What is being asked.
When you reproduce these records, keep every word exactly and drop the images.

*** Opening Information provided ***

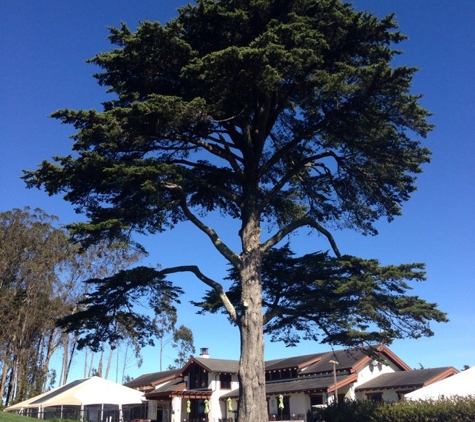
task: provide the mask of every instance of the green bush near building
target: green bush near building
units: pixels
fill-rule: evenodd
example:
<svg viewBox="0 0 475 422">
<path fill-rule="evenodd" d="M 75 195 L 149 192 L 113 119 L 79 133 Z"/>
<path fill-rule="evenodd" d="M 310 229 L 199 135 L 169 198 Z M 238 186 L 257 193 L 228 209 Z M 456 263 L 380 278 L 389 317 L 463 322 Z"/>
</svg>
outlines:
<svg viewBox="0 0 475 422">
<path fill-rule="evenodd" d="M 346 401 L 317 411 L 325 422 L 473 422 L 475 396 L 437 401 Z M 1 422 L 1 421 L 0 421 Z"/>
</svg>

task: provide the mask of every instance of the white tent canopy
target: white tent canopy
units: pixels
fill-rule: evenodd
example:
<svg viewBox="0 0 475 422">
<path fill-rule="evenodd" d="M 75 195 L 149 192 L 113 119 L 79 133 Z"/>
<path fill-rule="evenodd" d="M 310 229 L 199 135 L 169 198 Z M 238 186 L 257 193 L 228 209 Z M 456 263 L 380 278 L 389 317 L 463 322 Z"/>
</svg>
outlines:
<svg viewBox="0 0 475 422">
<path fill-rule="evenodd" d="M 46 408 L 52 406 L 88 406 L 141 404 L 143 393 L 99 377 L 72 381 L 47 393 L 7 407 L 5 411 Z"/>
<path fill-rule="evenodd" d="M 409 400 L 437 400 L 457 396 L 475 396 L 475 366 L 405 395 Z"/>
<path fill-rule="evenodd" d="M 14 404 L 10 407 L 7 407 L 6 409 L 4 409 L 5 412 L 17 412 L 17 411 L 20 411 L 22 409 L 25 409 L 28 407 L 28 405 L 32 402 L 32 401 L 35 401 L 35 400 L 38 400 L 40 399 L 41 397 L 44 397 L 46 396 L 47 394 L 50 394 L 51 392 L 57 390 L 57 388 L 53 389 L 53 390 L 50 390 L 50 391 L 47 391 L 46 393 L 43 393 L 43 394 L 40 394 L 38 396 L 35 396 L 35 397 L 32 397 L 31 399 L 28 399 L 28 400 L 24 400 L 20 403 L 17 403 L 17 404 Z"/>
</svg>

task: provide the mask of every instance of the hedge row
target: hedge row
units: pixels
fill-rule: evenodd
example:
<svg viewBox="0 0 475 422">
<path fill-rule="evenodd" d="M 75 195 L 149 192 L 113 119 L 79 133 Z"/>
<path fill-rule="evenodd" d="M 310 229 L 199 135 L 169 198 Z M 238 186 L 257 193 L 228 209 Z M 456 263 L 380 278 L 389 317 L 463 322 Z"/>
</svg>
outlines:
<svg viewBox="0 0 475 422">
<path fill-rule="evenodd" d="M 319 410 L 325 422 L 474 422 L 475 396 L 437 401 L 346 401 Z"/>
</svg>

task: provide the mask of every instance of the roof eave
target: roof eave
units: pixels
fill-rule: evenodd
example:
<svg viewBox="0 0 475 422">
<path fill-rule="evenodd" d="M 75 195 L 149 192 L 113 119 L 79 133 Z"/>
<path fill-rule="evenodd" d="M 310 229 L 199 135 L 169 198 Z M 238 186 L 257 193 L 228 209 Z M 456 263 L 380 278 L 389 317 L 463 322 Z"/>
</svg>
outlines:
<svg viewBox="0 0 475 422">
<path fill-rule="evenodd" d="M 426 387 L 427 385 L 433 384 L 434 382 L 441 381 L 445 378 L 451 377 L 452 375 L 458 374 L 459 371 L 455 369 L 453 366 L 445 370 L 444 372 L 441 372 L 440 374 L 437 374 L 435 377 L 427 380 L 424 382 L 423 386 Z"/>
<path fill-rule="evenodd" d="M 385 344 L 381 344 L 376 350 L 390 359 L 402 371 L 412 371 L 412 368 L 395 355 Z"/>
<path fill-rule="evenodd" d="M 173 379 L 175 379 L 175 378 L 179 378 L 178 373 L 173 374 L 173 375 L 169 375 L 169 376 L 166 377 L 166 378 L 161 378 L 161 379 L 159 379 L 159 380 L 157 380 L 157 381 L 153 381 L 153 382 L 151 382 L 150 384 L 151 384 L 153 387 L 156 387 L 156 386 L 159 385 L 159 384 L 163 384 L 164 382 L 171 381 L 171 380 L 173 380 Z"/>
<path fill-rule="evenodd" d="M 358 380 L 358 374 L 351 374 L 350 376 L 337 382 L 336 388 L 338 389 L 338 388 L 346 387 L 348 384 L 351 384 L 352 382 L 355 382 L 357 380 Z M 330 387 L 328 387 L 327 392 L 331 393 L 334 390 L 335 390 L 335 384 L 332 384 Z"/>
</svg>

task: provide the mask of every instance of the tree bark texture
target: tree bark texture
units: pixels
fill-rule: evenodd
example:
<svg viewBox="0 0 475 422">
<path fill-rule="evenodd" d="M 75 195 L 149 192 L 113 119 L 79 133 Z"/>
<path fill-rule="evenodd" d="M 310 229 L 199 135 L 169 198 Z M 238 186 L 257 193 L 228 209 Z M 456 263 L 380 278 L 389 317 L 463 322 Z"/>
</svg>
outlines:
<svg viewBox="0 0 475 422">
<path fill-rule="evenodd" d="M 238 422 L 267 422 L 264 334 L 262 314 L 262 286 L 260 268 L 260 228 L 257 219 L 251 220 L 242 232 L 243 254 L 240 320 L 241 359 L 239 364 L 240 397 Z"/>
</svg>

*** Closing Information provided ***

Output of the exercise.
task: provide the mask of every instance of the green bush near building
target: green bush near building
units: pixels
fill-rule: evenodd
example:
<svg viewBox="0 0 475 422">
<path fill-rule="evenodd" d="M 75 195 L 149 192 L 113 119 L 79 133 Z"/>
<path fill-rule="evenodd" d="M 310 229 L 199 135 L 169 198 Z M 238 186 L 257 193 L 228 209 Z M 456 263 L 380 278 L 389 317 L 463 322 Z"/>
</svg>
outlines:
<svg viewBox="0 0 475 422">
<path fill-rule="evenodd" d="M 346 401 L 317 411 L 325 422 L 473 422 L 475 396 L 437 401 Z M 1 422 L 1 421 L 0 421 Z"/>
</svg>

task: provide the mask of every instance of the white tent canopy
target: white tent canopy
units: pixels
fill-rule: evenodd
example:
<svg viewBox="0 0 475 422">
<path fill-rule="evenodd" d="M 75 195 L 149 192 L 113 119 L 79 133 Z"/>
<path fill-rule="evenodd" d="M 310 229 L 199 135 L 169 198 Z M 238 186 L 257 193 L 228 209 Z M 456 263 L 380 278 L 389 317 L 463 322 Z"/>
</svg>
outlines:
<svg viewBox="0 0 475 422">
<path fill-rule="evenodd" d="M 46 408 L 52 406 L 88 406 L 141 404 L 143 393 L 99 377 L 72 381 L 47 393 L 7 407 L 5 411 Z"/>
<path fill-rule="evenodd" d="M 409 400 L 437 400 L 457 396 L 475 396 L 475 366 L 405 395 Z"/>
<path fill-rule="evenodd" d="M 14 404 L 10 407 L 7 407 L 6 409 L 4 409 L 5 412 L 17 412 L 17 411 L 20 411 L 22 409 L 25 409 L 28 407 L 28 405 L 32 402 L 32 401 L 35 401 L 35 400 L 38 400 L 40 399 L 41 397 L 44 397 L 46 396 L 47 394 L 50 394 L 51 392 L 57 390 L 57 388 L 53 389 L 53 390 L 50 390 L 50 391 L 47 391 L 46 393 L 43 393 L 43 394 L 40 394 L 38 396 L 35 396 L 35 397 L 32 397 L 31 399 L 28 399 L 28 400 L 24 400 L 20 403 L 17 403 L 17 404 Z"/>
</svg>

task: provide the mask of every instance of the hedge row
target: hedge row
units: pixels
fill-rule: evenodd
example:
<svg viewBox="0 0 475 422">
<path fill-rule="evenodd" d="M 75 195 L 149 192 L 113 119 L 79 133 Z"/>
<path fill-rule="evenodd" d="M 310 229 L 199 135 L 169 198 Z M 238 186 L 257 193 L 228 209 Z M 456 263 L 380 278 L 389 317 L 463 322 Z"/>
</svg>
outlines:
<svg viewBox="0 0 475 422">
<path fill-rule="evenodd" d="M 319 410 L 325 422 L 474 422 L 475 396 L 437 401 L 346 401 Z"/>
</svg>

task: provide the mask of every instance of the roof eave
target: roof eave
units: pixels
fill-rule: evenodd
example:
<svg viewBox="0 0 475 422">
<path fill-rule="evenodd" d="M 75 195 L 149 192 L 113 119 L 79 133 Z"/>
<path fill-rule="evenodd" d="M 310 229 L 199 135 L 169 198 Z M 238 186 L 257 193 L 228 209 Z M 456 263 L 380 278 L 389 317 L 463 322 Z"/>
</svg>
outlines:
<svg viewBox="0 0 475 422">
<path fill-rule="evenodd" d="M 426 387 L 427 385 L 433 384 L 434 382 L 441 381 L 445 378 L 451 377 L 452 375 L 458 374 L 459 371 L 455 369 L 453 366 L 445 370 L 444 372 L 441 372 L 440 374 L 437 374 L 435 377 L 427 380 L 424 382 L 423 386 Z"/>
<path fill-rule="evenodd" d="M 385 344 L 381 344 L 376 350 L 390 359 L 402 371 L 412 371 L 412 368 L 395 355 Z"/>
<path fill-rule="evenodd" d="M 173 379 L 175 379 L 175 378 L 179 378 L 178 373 L 173 374 L 173 375 L 169 375 L 169 376 L 166 377 L 166 378 L 161 378 L 161 379 L 159 379 L 159 380 L 157 380 L 157 381 L 153 381 L 153 382 L 151 382 L 150 384 L 151 384 L 153 387 L 156 387 L 156 386 L 159 385 L 159 384 L 163 384 L 164 382 L 171 381 L 171 380 L 173 380 Z"/>
<path fill-rule="evenodd" d="M 358 380 L 358 374 L 351 374 L 350 376 L 337 382 L 336 388 L 338 389 L 338 388 L 346 387 L 348 384 L 351 384 L 352 382 L 355 382 L 357 380 Z M 330 387 L 328 387 L 327 392 L 331 393 L 334 390 L 335 390 L 335 384 L 332 384 Z"/>
</svg>

task: provide the mask of every instance of the tree bark texture
target: tree bark texture
units: pixels
fill-rule: evenodd
example:
<svg viewBox="0 0 475 422">
<path fill-rule="evenodd" d="M 75 195 L 149 192 L 113 119 L 79 133 Z"/>
<path fill-rule="evenodd" d="M 310 229 L 199 135 L 169 198 Z M 238 186 L 257 193 L 228 209 Z M 456 263 L 380 278 L 389 317 L 463 322 Z"/>
</svg>
outlines:
<svg viewBox="0 0 475 422">
<path fill-rule="evenodd" d="M 238 422 L 267 422 L 264 334 L 262 314 L 262 286 L 260 268 L 260 228 L 257 219 L 251 220 L 242 232 L 243 254 L 240 320 L 241 359 L 239 364 L 240 397 Z"/>
</svg>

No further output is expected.